- [READING PASSAGE]
Emma Richler’s third novel, Be My Wolff (Knopf Canada), tells the story of the Wolffs, an eccentric family of Russian émigrés living in England—the father, Lev, is a pedagogically inclined scientist, and the mother, Katya, a choral director—and the strange attraction between their daughter Rachel and her adopted brother Zach, whom Lev and Katya plucked from an orphanage. Rachel and Zach are now adults, living together, as lovers, in Camden Town. Rachel is a mapmaker, illustrator and writer, and Zach is a prize-fighting boxer who, due to a serious injury, can no longer fight—or at least he shouldn’t.

Though Lev does not approve of their taboo relationship, Zach and Rachel remain intensely obsessed with each other. The novel Rachel is working on, Sam the Russian, is a story she and Zach started working on together as children, and it is very much a story about Zach.

The novel is shaped like a fractal: stories within stories, plots within plots, each of its many parts a replica of the whole. Such formal complexity, coupled with Richler’s esoteric and almost encyclopedic fascination with topics as disparate as Charles Dickens and pugilism, Russian folklore and chaos theory, will incite a certain kind of reader to search for patterns and shapes, much as Rachel does.

I met Richler earlier this March, at Penguin Canada’s Toronto office, where we spoke for forty-five minutes in a windowless boardroom.

Gavin Andrew Thomson: Elana Ferrante once wrote in a letter (quoted in Harper’s) to her publisher that the “story itself,” its words and its characters, “are only tools with which you circle around the evasive thing, unnamed and shapeless, which belongs only to you, and which is a sort of key to all the doors.” In this novel, is there some evasive, shapeless thing that you as the author are circling around—or within the novel, that Rachel is circling around within her own novel, Sam the Russian?

Emma Richler: Yes. Rachel does believe from the start that you have one destiny. There’s a character in the story that she invents, who keeps saying everyone has a part in a destiny, and she thinks essentially that there is really only ever one story to tell. I think that writers, too, carry on writing the same book in a certain way. It takes on a different shape, all the time. If you read Ferrante, for instance, she too writes the same thing all the time, but obviously it takes a very different shape. If you read her first novel, she’s very intense. I think most serious writers have one thing that they’re attached to, and they just write it in different ways, but their obsessions are the same, whether it’s with family, memory, place, or all these things—they become richer, hopefully, and more interesting, as one goes.

GAT: Does the dynamic between Rachel, Zach and Lev constitute what in Russian fairy tales is called a “three-body problem”?

ER: The three-body problem is actually a scientific concept about gravitational orbits and reflection. But it’s also something that Rachel sees in most stories—that the essential relationship is with one another, and whatever falls into the orbit of these two circulating planets will tip the balance. So for her, it’s a three-body problem.

GAT: There’s a passage in the novel, “Patterns are clues to nature.” Rachel seeks patterns, by constructing maps and illustrating and telling her story of Sam the Russian. She’s also obsessed with the notion of a “strange attractor.” Is she searching for something like nature, or reality, through patterns?

- [WHAT TO WORK ON]
1 > In the Be My Wolff interview, where did the interviewer meet Emma Richler?
2 > List every topic that the Be My Wolff interview names as part of Richler's wide-ranging fascination.
3 > Rewrite the paragraph of the Be My Wolff interview that begins "Emma Richler's third novel" as a bulleted list that keeps its main facts.

- [GIVEN DATA]
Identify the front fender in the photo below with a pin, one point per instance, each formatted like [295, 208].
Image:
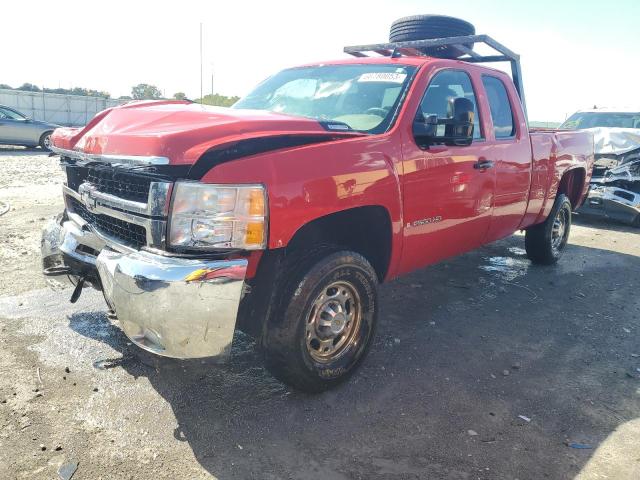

- [TASK-BY-TASK SOLUTIONS]
1 > At Penguin Canada's Toronto office, in a windowless boardroom.

2 >
- Charles Dickens
- pugilism
- Russian folklore
- chaos theory

3 >
- Be My Wolff (Knopf Canada) is Emma Richler's third novel.
- It follows the Wolffs, an eccentric family of Russian émigrés living in England.
- The father, Lev, is a pedagogically inclined scientist. The mother, Katya, is a choral director.
- The story centers on the strange attraction between their daughter Rachel and her adopted brother Zach, whom Lev and Katya took from an orphanage.
- As adults, Rachel and Zach live together as lovers in Camden Town.
- Rachel is a mapmaker, illustrator and writer.
- Zach is a prize-fighting boxer who can no longer fight, or at least shouldn't, because of a serious injury.